__Exercise passage__
▼
LC: Everything was. Here we were in the midst of recording season three and then we waited for the curve to come down and the studios to figure out the protocols to make everyone safe. We were delayed by months recording it. That happened to the other show I was doing in New York, FBI’s Most Wanted. We finished the season early and they just pulled the plug on the rest of the day. So now they’re starting back up to do season two, and then we have all these protocols in place and, you know, trying to make it as safe as possible to do our work. That’s the new normal.
CL: What can we expect from your character Sgt. Davis Quinton this season?
LC: Just more of the same, he’s passionate and he loves whatever it is that he loves whether it’s wedding planning or beehive keeping. He just he’s in a hundred percent. So there’s more of that. And then we’re going to end the season with a nice Christmas episode. So that’ll be nice.
CL: What’s it like playing Sgt. Davis in the animated series versus the original Corner Gas?
LC: Yeah, that’s the thing I miss most is when we’re doing the live version of the show is getting into uniform. Because that was all part of Davis’s old cop uniform. And I miss the physicality of that. So now I just do it more in my mind and just focus on the vocals and just try to keep that same energy and newness. It’s a bit of a shift, but, you know, it’s still there, his heart is still there. And now the physicality is all in the voice.
CL: You mentioned FBI’s most wanted, can you tell me a little bit more about what you’re up to next?
LC: I’m going to try to do that for season two, but I’m keeping an eye on the situation down in the States and if it gets too hairy I won’t risk my health. But in the meantime, we’re starting to record season two of Molly of Denali, which is another animated series that I do. I play grandpa Nat and that show last year won the Peabody award down in the States. And also the television critics association award for youth programming.
There’s a lot of Indigenous languages that we use in Molly of Denali. She’s speaking her Koyukon language, and we hear Inupiaq and we hear all these different languages from Alaska on TV and kids are seeing that and hearing it and going, ‘they just said that word that’s us’, so it’s having an incredible effect, and also not on just the Indigenous community, but also non-Indigenous people are being affected by it.
We had one episode called Grandpa’s Drum where it explains a little bit about residential school and grandpa Nat goes to it. His drum was taken away from him when he was a kid. And then when he’s older, he is trying to remember songs and he can’t remember, and then Molly gets his drum back and helps his grandpa find his songs again. So from that episode, we had people down in Texas, these non-native people in Texas, tell us after that episode aired their young five-year-old came up to them and said, ‘Mom, that’s an ancestor? Do we have ancestors?’
I love hearing stories like that cause that’s my job as an actor to tell those stories and to affect people that way. That’s why I love doing what I’m doing and when I hear stories like that, I know I’m on the right path then.
CL: What advice would you give to aspiring Indigenous actors?
LC: Make sure it’s something that you’re passionate about it, and it’s something that you truly, truly love. And once you find whatever it is, get the best training you can find or go learn with a master in that particular area that you’re interested in.
Just watch, learn, ask questions and be respectful of the people that you work with. In the movies and TV business, we actors have this reputation of being spoiled, primadonnas kind of thing. But if you’re respectful to everyone that you work with, no matter who they are, where they are in the hierarchy, you treat them with respect as a human being, you will always be remembered and people will go, ‘let’s get that guy cause he was fun to work with and he was prepared and professional and he was respectful.’ Whatever field you’re in, listen, learn, watch, ask questions and be respectful.
▲
__Task instructions__
a) Return the stretch of the interview that begins with the words "We had one episode" and stops after the words "aspiring Indigenous actors?", copied with no changes.
b) Name every television series that the interview mentions by title.
You won't need the data that comes next for anything here.

__Provided records__
▼
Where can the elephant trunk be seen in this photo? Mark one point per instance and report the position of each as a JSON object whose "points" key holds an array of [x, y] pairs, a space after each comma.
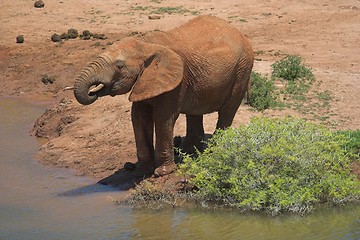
{"points": [[82, 93], [88, 84]]}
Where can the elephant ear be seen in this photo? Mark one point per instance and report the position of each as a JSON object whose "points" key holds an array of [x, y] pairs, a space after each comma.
{"points": [[162, 72]]}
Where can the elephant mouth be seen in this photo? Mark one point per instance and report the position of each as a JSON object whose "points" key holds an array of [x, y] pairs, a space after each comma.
{"points": [[96, 90]]}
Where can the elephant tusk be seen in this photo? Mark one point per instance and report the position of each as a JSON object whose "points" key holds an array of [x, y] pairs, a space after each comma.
{"points": [[97, 88], [68, 88]]}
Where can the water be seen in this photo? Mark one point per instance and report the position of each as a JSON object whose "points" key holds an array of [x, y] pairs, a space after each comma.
{"points": [[39, 202]]}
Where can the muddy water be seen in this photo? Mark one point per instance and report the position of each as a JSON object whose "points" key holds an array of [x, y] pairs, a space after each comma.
{"points": [[38, 202]]}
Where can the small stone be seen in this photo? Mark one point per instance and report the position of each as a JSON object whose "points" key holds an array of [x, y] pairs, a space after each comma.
{"points": [[85, 37], [73, 33], [86, 33], [129, 166], [39, 4], [154, 17], [20, 39], [64, 36], [55, 38]]}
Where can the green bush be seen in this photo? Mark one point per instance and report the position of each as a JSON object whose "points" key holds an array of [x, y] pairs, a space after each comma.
{"points": [[275, 165], [299, 77], [352, 146], [291, 68], [262, 94]]}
▲
__Responses in order__
a)
We had one episode called Grandpa’s Drum where it explains a little bit about residential school and grandpa Nat goes to it. His drum was taken away from him when he was a kid. And then when he’s older, he is trying to remember songs and he can’t remember, and then Molly gets his drum back and helps his grandpa find his songs again. So from that episode, we had people down in Texas, these non-native people in Texas, tell us after that episode aired their young five-year-old came up to them and said, ‘Mom, that’s an ancestor? Do we have ancestors?’
I love hearing stories like that cause that’s my job as an actor to tell those stories and to affect people that way. That’s why I love doing what I’m doing and when I hear stories like that, I know I’m on the right path then.
CL: What advice would you give to aspiring Indigenous actors?

b)
Corner Gas
FBI's Most Wanted
Molly of Denali